→ **Provided entries**
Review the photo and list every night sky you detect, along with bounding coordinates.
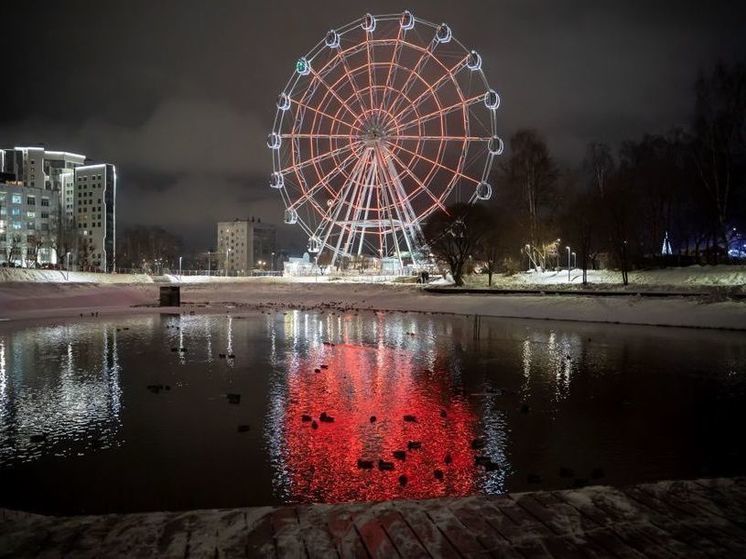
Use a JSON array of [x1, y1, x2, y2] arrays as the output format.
[[0, 0, 746, 248]]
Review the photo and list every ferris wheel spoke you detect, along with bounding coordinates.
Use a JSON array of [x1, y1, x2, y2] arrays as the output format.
[[394, 56, 468, 120], [280, 144, 353, 175], [290, 99, 354, 130], [376, 147, 416, 260], [394, 93, 484, 135], [288, 149, 360, 212], [314, 152, 369, 254], [386, 135, 491, 142], [386, 150, 447, 211], [280, 132, 360, 140], [338, 49, 373, 117], [379, 32, 406, 111], [380, 38, 438, 124], [311, 68, 357, 119], [396, 141, 479, 184], [365, 31, 376, 114]]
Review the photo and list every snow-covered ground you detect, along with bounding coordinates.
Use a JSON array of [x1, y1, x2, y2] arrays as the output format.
[[0, 268, 153, 284], [0, 265, 746, 289], [0, 281, 746, 330], [467, 265, 746, 288]]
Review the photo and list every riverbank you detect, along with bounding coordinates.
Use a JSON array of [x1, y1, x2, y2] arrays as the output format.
[[0, 280, 746, 330], [0, 478, 746, 559]]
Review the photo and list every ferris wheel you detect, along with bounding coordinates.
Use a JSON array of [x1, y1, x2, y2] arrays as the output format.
[[267, 11, 503, 265]]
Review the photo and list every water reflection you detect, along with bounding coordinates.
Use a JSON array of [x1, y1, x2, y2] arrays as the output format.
[[0, 309, 746, 512], [0, 324, 121, 464], [267, 312, 509, 502]]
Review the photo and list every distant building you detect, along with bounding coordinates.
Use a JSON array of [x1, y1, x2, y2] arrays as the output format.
[[0, 182, 59, 267], [0, 147, 117, 272], [73, 163, 117, 272], [218, 217, 276, 274]]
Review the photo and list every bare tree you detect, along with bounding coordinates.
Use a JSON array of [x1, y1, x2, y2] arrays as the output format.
[[423, 203, 494, 285], [503, 130, 559, 246], [692, 63, 746, 256]]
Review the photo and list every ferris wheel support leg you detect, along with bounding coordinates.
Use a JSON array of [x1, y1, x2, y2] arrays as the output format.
[[380, 153, 422, 265], [378, 150, 415, 269], [379, 158, 404, 272], [357, 182, 373, 256], [332, 152, 375, 263], [314, 150, 365, 264]]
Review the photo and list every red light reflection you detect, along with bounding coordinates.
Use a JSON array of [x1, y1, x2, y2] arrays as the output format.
[[282, 344, 479, 502]]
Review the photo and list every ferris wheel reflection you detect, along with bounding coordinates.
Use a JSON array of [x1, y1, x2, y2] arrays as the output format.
[[266, 312, 508, 502]]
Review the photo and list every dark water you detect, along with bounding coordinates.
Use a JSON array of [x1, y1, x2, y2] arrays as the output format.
[[0, 311, 746, 513]]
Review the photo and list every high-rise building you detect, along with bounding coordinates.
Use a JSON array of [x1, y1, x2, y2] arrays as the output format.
[[0, 147, 117, 272], [217, 217, 276, 274], [73, 163, 117, 272], [0, 182, 59, 267]]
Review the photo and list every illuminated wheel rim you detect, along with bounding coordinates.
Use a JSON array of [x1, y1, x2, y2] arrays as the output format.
[[267, 12, 503, 264]]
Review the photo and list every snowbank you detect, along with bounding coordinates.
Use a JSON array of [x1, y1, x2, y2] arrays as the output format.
[[0, 268, 153, 284], [0, 281, 746, 330], [467, 265, 746, 288]]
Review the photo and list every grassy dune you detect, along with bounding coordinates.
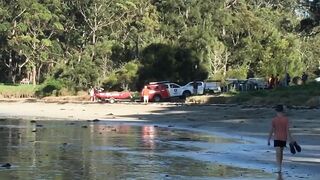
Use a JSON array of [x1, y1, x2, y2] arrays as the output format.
[[0, 84, 38, 98]]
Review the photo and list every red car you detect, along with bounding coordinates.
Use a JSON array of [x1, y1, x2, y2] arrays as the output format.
[[95, 91, 132, 103], [142, 81, 170, 102]]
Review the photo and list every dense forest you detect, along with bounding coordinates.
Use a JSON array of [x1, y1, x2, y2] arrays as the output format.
[[0, 0, 320, 91]]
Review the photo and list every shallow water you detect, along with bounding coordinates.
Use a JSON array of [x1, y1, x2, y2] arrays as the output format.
[[0, 119, 272, 179]]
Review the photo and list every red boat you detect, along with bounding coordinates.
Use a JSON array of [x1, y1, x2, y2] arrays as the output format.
[[95, 91, 132, 103]]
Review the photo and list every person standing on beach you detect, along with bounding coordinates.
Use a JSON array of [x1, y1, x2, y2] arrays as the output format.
[[268, 105, 292, 173], [89, 86, 96, 102], [141, 86, 149, 104]]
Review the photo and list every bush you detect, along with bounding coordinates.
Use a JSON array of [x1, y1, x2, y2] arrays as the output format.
[[35, 79, 63, 97]]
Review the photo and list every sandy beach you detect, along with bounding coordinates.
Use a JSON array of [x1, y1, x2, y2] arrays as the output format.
[[0, 101, 320, 179]]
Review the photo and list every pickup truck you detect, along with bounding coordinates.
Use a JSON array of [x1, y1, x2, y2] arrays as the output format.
[[142, 81, 204, 102]]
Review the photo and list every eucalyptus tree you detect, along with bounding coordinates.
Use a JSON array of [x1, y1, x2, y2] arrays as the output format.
[[3, 0, 63, 84]]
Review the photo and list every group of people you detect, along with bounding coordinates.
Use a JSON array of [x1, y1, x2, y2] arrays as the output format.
[[268, 73, 291, 89], [268, 72, 308, 89]]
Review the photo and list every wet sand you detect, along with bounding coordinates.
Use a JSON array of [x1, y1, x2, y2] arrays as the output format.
[[0, 102, 320, 179]]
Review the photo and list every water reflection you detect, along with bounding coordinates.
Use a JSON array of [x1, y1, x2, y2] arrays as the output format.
[[0, 120, 272, 179]]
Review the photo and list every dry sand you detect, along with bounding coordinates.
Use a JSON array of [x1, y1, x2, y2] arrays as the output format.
[[0, 101, 320, 179]]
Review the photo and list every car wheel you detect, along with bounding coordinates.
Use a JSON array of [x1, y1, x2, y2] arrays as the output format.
[[153, 95, 161, 102], [109, 98, 116, 104], [182, 91, 191, 98]]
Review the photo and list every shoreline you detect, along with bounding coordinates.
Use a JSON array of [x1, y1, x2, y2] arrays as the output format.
[[0, 101, 320, 179]]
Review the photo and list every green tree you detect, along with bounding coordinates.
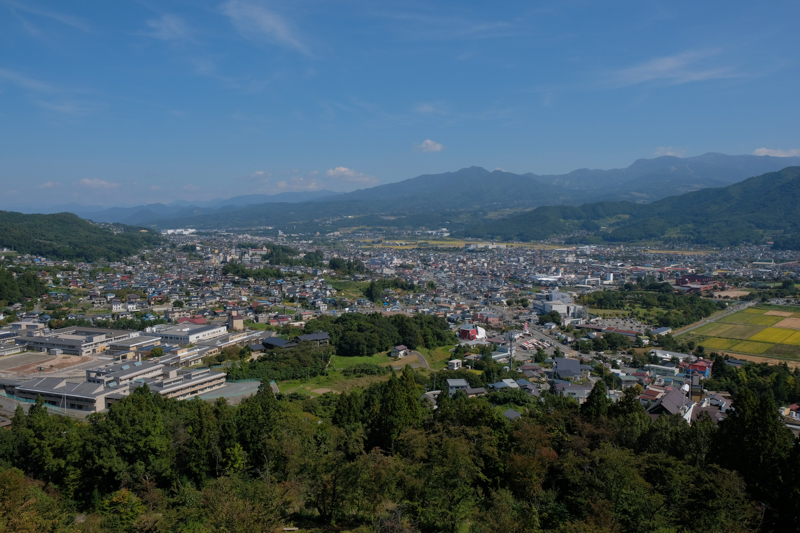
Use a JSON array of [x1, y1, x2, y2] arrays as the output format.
[[581, 381, 611, 420]]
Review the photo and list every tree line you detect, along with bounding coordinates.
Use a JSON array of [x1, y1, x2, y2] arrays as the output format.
[[0, 360, 800, 533]]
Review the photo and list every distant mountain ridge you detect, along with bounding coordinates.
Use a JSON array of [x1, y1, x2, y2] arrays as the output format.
[[0, 211, 164, 262], [143, 154, 800, 232], [33, 190, 341, 225], [20, 153, 800, 232], [462, 166, 800, 249]]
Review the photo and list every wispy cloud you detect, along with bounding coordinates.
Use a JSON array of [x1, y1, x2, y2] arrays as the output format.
[[654, 146, 686, 157], [145, 13, 192, 42], [753, 148, 800, 157], [192, 57, 280, 93], [0, 0, 91, 32], [607, 50, 744, 87], [222, 0, 309, 55], [414, 139, 444, 153], [0, 68, 56, 93], [0, 68, 105, 116], [275, 175, 322, 192], [376, 10, 530, 41], [325, 167, 380, 184], [413, 102, 447, 115], [78, 178, 119, 191]]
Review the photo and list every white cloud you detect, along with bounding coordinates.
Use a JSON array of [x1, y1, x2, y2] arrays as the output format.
[[609, 50, 742, 87], [146, 13, 192, 41], [414, 139, 444, 153], [78, 178, 119, 190], [222, 0, 308, 54], [655, 146, 686, 157], [0, 68, 55, 92], [325, 167, 379, 184], [3, 0, 90, 32], [753, 148, 800, 157]]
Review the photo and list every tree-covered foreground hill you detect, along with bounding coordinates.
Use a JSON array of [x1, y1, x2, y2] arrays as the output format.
[[0, 211, 164, 262], [0, 360, 800, 533]]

→ **Description of the task**
Rewrite the records from the line that contains "Review the photo and list every tree-covered" through the end of the records, replacing "foreground hill" with "hillside" and keeping everything else the same.

→ **Reply**
Review the photo and list every tree-covered hillside you detect, along with bounding coordinates.
Use a JSON array of [x1, y1, x2, y2] arrays as the output format.
[[0, 211, 164, 262], [0, 360, 800, 533]]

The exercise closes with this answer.